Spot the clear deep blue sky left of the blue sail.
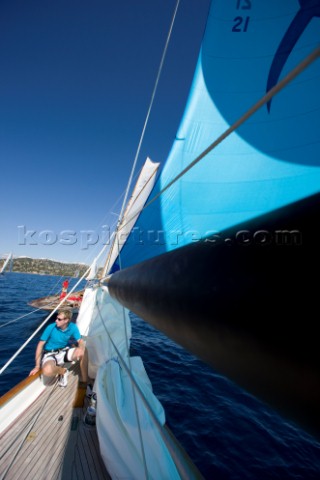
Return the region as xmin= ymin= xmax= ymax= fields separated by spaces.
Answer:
xmin=0 ymin=0 xmax=210 ymax=263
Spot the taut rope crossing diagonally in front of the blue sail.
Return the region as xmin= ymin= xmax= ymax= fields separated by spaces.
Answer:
xmin=101 ymin=47 xmax=320 ymax=255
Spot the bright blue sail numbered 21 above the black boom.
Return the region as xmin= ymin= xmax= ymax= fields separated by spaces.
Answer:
xmin=118 ymin=0 xmax=320 ymax=267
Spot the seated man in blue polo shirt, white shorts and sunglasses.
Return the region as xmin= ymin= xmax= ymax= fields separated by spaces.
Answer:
xmin=30 ymin=310 xmax=88 ymax=387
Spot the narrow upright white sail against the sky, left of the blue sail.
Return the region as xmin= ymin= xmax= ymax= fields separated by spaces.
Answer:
xmin=103 ymin=157 xmax=160 ymax=276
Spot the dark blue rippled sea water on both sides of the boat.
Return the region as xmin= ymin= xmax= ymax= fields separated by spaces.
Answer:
xmin=0 ymin=273 xmax=320 ymax=480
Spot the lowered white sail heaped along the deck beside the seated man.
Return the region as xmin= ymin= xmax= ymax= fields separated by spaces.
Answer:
xmin=77 ymin=286 xmax=180 ymax=480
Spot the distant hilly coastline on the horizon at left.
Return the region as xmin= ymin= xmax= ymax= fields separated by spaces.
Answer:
xmin=0 ymin=257 xmax=88 ymax=277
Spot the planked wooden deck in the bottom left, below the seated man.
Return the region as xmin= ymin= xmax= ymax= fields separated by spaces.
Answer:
xmin=0 ymin=365 xmax=110 ymax=480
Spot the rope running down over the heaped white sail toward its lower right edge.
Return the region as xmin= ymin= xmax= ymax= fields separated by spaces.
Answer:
xmin=97 ymin=304 xmax=194 ymax=479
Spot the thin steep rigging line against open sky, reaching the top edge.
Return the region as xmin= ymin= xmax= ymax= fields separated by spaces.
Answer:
xmin=119 ymin=0 xmax=180 ymax=221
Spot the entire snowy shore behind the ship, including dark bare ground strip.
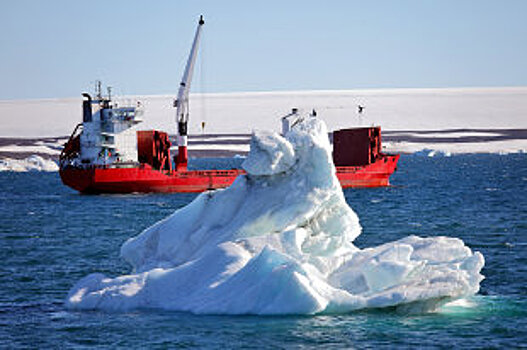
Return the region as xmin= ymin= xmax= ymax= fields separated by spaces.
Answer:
xmin=0 ymin=87 xmax=527 ymax=167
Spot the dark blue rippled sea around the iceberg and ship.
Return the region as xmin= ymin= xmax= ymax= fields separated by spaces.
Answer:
xmin=0 ymin=154 xmax=527 ymax=349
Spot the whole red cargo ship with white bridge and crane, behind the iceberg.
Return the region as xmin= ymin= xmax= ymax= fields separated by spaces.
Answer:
xmin=59 ymin=17 xmax=399 ymax=193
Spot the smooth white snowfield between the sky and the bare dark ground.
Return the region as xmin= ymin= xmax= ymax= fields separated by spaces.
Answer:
xmin=0 ymin=87 xmax=527 ymax=138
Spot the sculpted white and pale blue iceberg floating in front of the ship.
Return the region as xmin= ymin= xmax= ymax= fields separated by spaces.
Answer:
xmin=66 ymin=118 xmax=484 ymax=314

## Exercise brief
Repeat the material line for line. Pictures stay out of the copy.

## Solution
Spot the clear deep blue sky left of the blue sail.
Return the region as xmin= ymin= xmax= ymax= fields separated by spaces.
Answer:
xmin=0 ymin=0 xmax=210 ymax=263
Spot the taut rope crossing diagonally in front of the blue sail.
Return the region as xmin= ymin= xmax= ymax= fields separated by spaces.
Answer:
xmin=101 ymin=47 xmax=320 ymax=255
Spot the bright blue sail numbered 21 above the black boom.
Return the region as xmin= ymin= xmax= ymax= fields separated by spaces.
Answer:
xmin=118 ymin=0 xmax=320 ymax=267
Spot the seated man in blue polo shirt, white shorts and sunglasses.
Return the region as xmin= ymin= xmax= ymax= fields separated by spaces.
Answer:
xmin=30 ymin=310 xmax=88 ymax=387
Spot the narrow upright white sail against the sky, left of the blue sail.
Return the region as xmin= ymin= xmax= ymax= fields separated by spaces.
Answer:
xmin=103 ymin=157 xmax=160 ymax=276
Spot the dark blue rippled sea water on both sides of the boat.
Return the region as xmin= ymin= xmax= ymax= fields separated by spaces.
Answer:
xmin=0 ymin=273 xmax=320 ymax=480
Spot the lowered white sail heaped along the deck beside the seated man.
Return the region as xmin= ymin= xmax= ymax= fields separated by spaces.
Answer:
xmin=77 ymin=286 xmax=180 ymax=480
Spot the distant hilly coastline on the horizon at left.
Return the region as xmin= ymin= xmax= ymax= fields separated by spaces.
Answer:
xmin=0 ymin=257 xmax=88 ymax=277
Spot the planked wooden deck in the bottom left, below the seated man.
Return the region as xmin= ymin= xmax= ymax= fields separated by spaces.
Answer:
xmin=0 ymin=365 xmax=110 ymax=480
Spot the rope running down over the heaped white sail toward its lower right edge.
Return the region as xmin= ymin= xmax= ymax= fields separated by spaces.
Answer:
xmin=97 ymin=304 xmax=194 ymax=479
Spot the thin steep rigging line against open sky, reaching the top edge.
Return the region as xmin= ymin= xmax= ymax= fields separated by spaces.
Answer:
xmin=119 ymin=0 xmax=180 ymax=221
Spot the entire snowy shore behind the ship, including dark bare ground strip.
Return the region as xmin= ymin= xmax= ymax= fields separated by spaces.
Answer:
xmin=0 ymin=87 xmax=527 ymax=167
Spot the dark blue rippled sea around the iceberg and ship.
Return the region as xmin= ymin= xmax= ymax= fields separated by spaces.
Answer:
xmin=0 ymin=154 xmax=527 ymax=349
Spot the whole red cargo ship with white bridge and crane, behind the iceberg.
Return the region as xmin= ymin= xmax= ymax= fields separated by spaces.
Answer:
xmin=59 ymin=17 xmax=399 ymax=193
Spot the smooth white snowfield between the sky and the bare dark ground.
Return the region as xmin= ymin= xmax= ymax= fields separated by spaces.
Answer:
xmin=0 ymin=87 xmax=527 ymax=138
Spot the sculpted white and pale blue iceberg floating in front of the ship.
Return the region as xmin= ymin= xmax= ymax= fields separated by spaces.
Answer:
xmin=66 ymin=118 xmax=484 ymax=314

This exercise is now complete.